- TASK
Quote each record exactly, please, leaving none out.

** Start of DATA IN THIS EXERCISE **

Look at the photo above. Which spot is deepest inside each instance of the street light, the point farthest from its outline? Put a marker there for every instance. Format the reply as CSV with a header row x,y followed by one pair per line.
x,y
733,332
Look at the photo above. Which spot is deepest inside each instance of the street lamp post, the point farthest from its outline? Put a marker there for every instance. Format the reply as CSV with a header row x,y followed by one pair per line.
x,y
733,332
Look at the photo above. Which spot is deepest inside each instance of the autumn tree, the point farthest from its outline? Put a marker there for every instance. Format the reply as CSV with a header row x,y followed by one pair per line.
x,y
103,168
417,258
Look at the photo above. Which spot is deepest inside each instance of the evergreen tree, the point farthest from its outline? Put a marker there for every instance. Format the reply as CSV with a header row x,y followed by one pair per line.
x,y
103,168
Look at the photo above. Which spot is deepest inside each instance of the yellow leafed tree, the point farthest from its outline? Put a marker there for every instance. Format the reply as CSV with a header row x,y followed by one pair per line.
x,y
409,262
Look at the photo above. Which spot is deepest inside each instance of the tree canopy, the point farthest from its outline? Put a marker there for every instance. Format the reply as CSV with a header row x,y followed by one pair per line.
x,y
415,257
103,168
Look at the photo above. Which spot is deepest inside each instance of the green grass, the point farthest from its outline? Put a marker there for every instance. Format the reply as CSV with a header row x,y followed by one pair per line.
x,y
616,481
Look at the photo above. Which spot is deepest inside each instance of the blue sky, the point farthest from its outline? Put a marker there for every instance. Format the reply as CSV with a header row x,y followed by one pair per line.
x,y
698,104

** End of DATA IN THIS EXERCISE **

- SOLUTION TO THIS PROBLEM
Look at the photo above. Which spot is deepest inside each instance of the street light, the point farthest from its outline? Put a marker there for every instance. Format the reply as CSV with a header row x,y followed by one pair per line.
x,y
733,332
Look at the photo above. Which spot is deepest inside each instance of the street lamp post, the point farthest from its outline? Put a marker there for every instance. Format the reply as CSV with a header row x,y followed by one pair per line.
x,y
733,332
Look at the photo above. Which spot is deepest inside each instance of the autumn tree, the point farthest from its outline? Put a marker there for every instance. Format the reply as CSV with a header row x,y followed by one pair per line.
x,y
103,168
417,258
Look at the photo above. Which spot is deepest inside each instance of the evergreen tree, the point farthest from its outline? Put a marker there for every instance. Format the reply as CSV with a header row x,y followed by one pair per line.
x,y
103,168
Look at the photo above. Which spot is deepest inside each instance of the yellow leafed tree, the point farthest from its outline? Put a marker there for every instance. Format the reply as CSV with a header row x,y followed by one pair per line.
x,y
409,262
Look at the photo above. Which spot is deepest inside each instance of the tree canopy, the point farthest from its outline? Put a marker there for every instance. Format the reply as CSV with a header row x,y followed by one pair per line.
x,y
415,257
103,168
Look at the photo above. Which spot is deepest inside each instance of the green grass, the point farthest from its outline? Put a marker there for every instance. Format the reply as CSV with a header row x,y followed by one pair per line.
x,y
616,481
Look at the photo above. Which spot is deepest inside each instance of the blue sky, the point farthest from its outline? Put a marker there for every instance. Format the reply as CSV with a header row x,y followed by one pair per line.
x,y
698,104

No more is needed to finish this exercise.